TEXTO FORNECIDO
※
DEVS | Da imagem e semelhança ao Deus ex machina
Atualizado: 18 de abr. de 2021
Faz parte da essência da ficção científica se debruçar sobre a relação da Humanidade com o Conhecimento; sim, em letra maiúscula, pois diz respeito àquilo que vai além da compreensão humana prévia, até porque isto está literalmente na gênese da cultura judaico-cristã ocidental. Em maior ou menor grau, é um dilema que instiga as mais variadas histórias do gênero, mas que, muitas vezes, fica subjugado ao próprio encanto que as obras audiovisuais, tais quais os personagens destas tramas, têm pelos avanços tanto fictícios da narrativa quanto os reais dos efeitos especiais. Contudo, existem realizadores como Alex Garland que fazem questão de deixar essas reflexões em evidência frente ao tentador ilusionismo imagético – e olha que, de modo algum, o visual deixa de ser apelativo nos trabalhos do cineasta – ou o poder especulativo das teorias para os fãs.
Depois de discutir a humanidade na inteligência artificial em Ex-Machina: Instinto Artificial (2014) e em um processo mutante de Aniquilação (2018), o autor se volta a semelhantes questionamentos e à tecnologia em sua primeira minissérie, DEVS (2020). A produção da seção FX on Hulu, parceria do canal norte-americano com a plataforma de streaming, exibida no Brasil pelo FOX Premium, gira em torno da Amaya, uma empresa do ramo no Vale do Silício, na Califórnia, cujo foco principal é a computação quântica, mas que guarda seus principais avanços sob os cuidados de uma divisão secreta chamada DEVS. É justamente quando o jovem Sergei (Karl Glusman) é promovido para este setor e é assassinado após seu primeiro dia por lá, que sua noiva Lily (Sonoya Mizuno), que também trabalha na corporação de Forest (Nick Offerman), decide investigar o mistério por trás da sua morte.
Definida como um suspense tecnológico, assim como explora a espionagem industrial ou poderia se encaixar como um tech noir, o questionamento sobre o poder atual das empresas desta área, naturalmente, vem à tona – apesar da abordagem diferente, não só neste tópico, a produção conversa com a comédia Upload (2020-). Garland, porém, prefere não bater nesta única tecla para, mais uma vez, usar a tecnologia como uma lupa para comportamentos humanos atemporais. Neste caso, sem entrar muito no enredo, é a dúvida universal se realmente se tem controle sobre seu próprio destino e o que vem antes ou depois dele.
※
REQUISITOS DO EXERCÍCIO
[1] Altere as linhas da listagem desde o seu início até a linha que contém "x=286, y=351", inclusive, substituindo "Target" por "Objeto", e reproduza-as sem qualquer outra modificação.
[2] Dê continuidade ao texto sobre a minissérie DEVS a partir da última frase apresentada.
O texto sobre a minissérie DEVS não guarda relação alguma com a listagem.

MATERIAL EXTRAÍDO
※
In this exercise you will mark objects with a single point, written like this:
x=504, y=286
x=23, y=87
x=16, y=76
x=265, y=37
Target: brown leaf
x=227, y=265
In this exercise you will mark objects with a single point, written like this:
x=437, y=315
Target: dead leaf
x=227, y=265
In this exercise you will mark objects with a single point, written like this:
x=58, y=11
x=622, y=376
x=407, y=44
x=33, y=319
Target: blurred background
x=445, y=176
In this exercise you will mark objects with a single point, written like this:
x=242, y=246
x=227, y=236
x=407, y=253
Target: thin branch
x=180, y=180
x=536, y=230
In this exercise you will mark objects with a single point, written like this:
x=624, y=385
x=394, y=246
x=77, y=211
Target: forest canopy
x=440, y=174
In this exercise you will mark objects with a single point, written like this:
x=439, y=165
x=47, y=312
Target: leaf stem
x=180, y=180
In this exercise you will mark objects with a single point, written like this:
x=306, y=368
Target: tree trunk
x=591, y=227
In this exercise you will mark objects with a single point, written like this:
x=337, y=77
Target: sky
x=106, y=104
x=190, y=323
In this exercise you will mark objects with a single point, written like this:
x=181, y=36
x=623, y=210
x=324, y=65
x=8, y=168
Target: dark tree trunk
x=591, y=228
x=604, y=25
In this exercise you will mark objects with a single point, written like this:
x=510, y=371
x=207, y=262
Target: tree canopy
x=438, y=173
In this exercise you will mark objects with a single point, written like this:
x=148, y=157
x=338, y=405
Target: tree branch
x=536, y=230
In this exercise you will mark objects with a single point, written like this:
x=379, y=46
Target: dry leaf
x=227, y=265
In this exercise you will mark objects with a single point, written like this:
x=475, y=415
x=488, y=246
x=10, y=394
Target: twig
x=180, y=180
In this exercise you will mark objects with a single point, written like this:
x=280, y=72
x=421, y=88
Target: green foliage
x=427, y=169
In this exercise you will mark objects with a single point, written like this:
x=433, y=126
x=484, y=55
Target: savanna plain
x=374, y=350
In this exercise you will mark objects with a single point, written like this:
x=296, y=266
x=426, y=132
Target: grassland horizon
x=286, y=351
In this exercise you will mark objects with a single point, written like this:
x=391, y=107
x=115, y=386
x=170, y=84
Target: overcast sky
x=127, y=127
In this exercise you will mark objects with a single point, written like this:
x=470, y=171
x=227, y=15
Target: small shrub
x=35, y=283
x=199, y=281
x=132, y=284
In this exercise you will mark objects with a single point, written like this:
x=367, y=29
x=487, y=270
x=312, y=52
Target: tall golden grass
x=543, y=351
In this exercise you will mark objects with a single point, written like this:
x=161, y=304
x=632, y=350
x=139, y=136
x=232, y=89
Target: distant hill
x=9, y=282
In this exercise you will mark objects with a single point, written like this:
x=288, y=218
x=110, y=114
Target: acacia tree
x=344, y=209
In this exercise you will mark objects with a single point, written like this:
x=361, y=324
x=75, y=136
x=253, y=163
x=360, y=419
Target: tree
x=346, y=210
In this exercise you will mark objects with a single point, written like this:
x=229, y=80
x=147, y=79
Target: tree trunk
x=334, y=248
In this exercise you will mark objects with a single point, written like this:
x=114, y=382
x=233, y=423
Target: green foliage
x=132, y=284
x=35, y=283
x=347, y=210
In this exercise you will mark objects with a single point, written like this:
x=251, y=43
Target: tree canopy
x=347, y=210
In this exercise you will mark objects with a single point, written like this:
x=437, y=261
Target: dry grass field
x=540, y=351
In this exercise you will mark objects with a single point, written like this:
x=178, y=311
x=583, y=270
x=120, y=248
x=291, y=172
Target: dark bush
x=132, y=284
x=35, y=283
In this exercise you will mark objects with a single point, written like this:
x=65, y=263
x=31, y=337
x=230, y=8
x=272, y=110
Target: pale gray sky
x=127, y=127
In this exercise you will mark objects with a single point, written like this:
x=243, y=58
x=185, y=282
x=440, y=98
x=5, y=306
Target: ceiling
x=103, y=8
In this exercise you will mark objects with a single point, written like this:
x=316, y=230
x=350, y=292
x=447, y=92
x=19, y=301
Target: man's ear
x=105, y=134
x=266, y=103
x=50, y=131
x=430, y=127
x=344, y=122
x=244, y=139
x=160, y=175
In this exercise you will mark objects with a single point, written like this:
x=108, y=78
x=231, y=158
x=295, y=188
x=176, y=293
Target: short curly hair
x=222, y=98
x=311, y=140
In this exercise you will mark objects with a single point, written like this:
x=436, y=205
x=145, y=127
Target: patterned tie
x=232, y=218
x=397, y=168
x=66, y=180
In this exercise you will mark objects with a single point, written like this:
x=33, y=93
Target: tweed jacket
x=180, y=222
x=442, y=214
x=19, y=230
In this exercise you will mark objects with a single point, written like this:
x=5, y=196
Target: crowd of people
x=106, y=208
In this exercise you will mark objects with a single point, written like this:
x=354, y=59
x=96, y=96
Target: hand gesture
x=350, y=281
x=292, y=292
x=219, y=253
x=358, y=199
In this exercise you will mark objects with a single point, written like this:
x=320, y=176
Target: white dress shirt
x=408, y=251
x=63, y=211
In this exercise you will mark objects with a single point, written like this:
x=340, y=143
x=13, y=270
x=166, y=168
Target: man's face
※
RESULTADOS DAS TAREFAS
[1]
In this exercise you will mark objects with a single point, written like this:
x=504, y=286
x=23, y=87
x=16, y=76
x=265, y=37
Objeto: brown leaf
x=227, y=265
In this exercise you will mark objects with a single point, written like this:
x=437, y=315
Objeto: dead leaf
x=227, y=265
In this exercise you will mark objects with a single point, written like this:
x=58, y=11
x=622, y=376
x=407, y=44
x=33, y=319
Objeto: blurred background
x=445, y=176
In this exercise you will mark objects with a single point, written like this:
x=242, y=246
x=227, y=236
x=407, y=253
Objeto: thin branch
x=180, y=180
x=536, y=230
In this exercise you will mark objects with a single point, written like this:
x=624, y=385
x=394, y=246
x=77, y=211
Objeto: forest canopy
x=440, y=174
In this exercise you will mark objects with a single point, written like this:
x=439, y=165
x=47, y=312
Objeto: leaf stem
x=180, y=180
In this exercise you will mark objects with a single point, written like this:
x=306, y=368
Objeto: tree trunk
x=591, y=227
In this exercise you will mark objects with a single point, written like this:
x=337, y=77
Objeto: sky
x=106, y=104
x=190, y=323
In this exercise you will mark objects with a single point, written like this:
x=181, y=36
x=623, y=210
x=324, y=65
x=8, y=168
Objeto: dark tree trunk
x=591, y=228
x=604, y=25
In this exercise you will mark objects with a single point, written like this:
x=510, y=371
x=207, y=262
Objeto: tree canopy
x=438, y=173
In this exercise you will mark objects with a single point, written like this:
x=148, y=157
x=338, y=405
Objeto: tree branch
x=536, y=230
In this exercise you will mark objects with a single point, written like this:
x=379, y=46
Objeto: dry leaf
x=227, y=265
In this exercise you will mark objects with a single point, written like this:
x=475, y=415
x=488, y=246
x=10, y=394
Objeto: twig
x=180, y=180
In this exercise you will mark objects with a single point, written like this:
x=280, y=72
x=421, y=88
Objeto: green foliage
x=427, y=169
In this exercise you will mark objects with a single point, written like this:
x=433, y=126
x=484, y=55
Objeto: savanna plain
x=374, y=350
In this exercise you will mark objects with a single point, written like this:
x=296, y=266
x=426, y=132
Objeto: grassland horizon
x=286, y=351

[2]
Ainda que se encarregue de muita linguagem científica para debater se o determinismo ou a teoria do multiverso poderia explicar o funcionamento do universo, DEVS faz disso uma discussão mais existencialista e teológica do que sobre as possibilidades físicas dos temas abordados, porque, afinal, tudo aqui reside na dúvida se existe ou não o livre-arbítrio. A minissérie não esconde essa correlação quando estampa simbologias religiosas, seja nas imagens da crucificação de Jesus Cristo e a morte de Joana D’Arc na fogueira – a ideia de sacrifício retorna dentro da própria trama – ou na evocação à música sacra na trilha sonora – que também contém canções que conferem aquela aura utópica de uma Califórnia nos anos 1960 e 70. E de certo modo, também coloca a ciência como uma religião, na qual alguns personagens depositam tanta fé que se assemelha a um culto, como expõe o texto e a caracterização de Forest como um “pastor da previsibilidade”.
Evocando pensamentos neste sentido e sobre a oposição entre realidade e simulação já comentados em outras obras do gênero ou até nos poemas citados de Philip Larkin e William Butler Yeats, há algo nestas perguntas que pode ser estendido para a própria arte. O que é o autor se não um deus que determina o destino de seus personagens e os espectadores os humanos que tentam, com ou sem sucesso, prever suas ações? A interpretação quase robótica de Alison Pill como Katie dá a entender que o conhecimento de seríamos atores de nós mesmos dissipasse nossas emoções, até que elas afloram na assistente do CEO e cérebro do projeto, mesmo sabendo de cor o papel a ser realizado.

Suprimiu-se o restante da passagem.